What to produce - Please output the lines shown below exactly as they appear.

(Referring expression data)
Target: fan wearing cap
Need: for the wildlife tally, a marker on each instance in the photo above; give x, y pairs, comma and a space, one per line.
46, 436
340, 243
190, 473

Output of the exercise -
Target: fan wearing cap
Need: for the wildlife tally, a marker on each instance in the photo above; give x, y pairs, comma and a space, one per line.
46, 436
340, 243
190, 473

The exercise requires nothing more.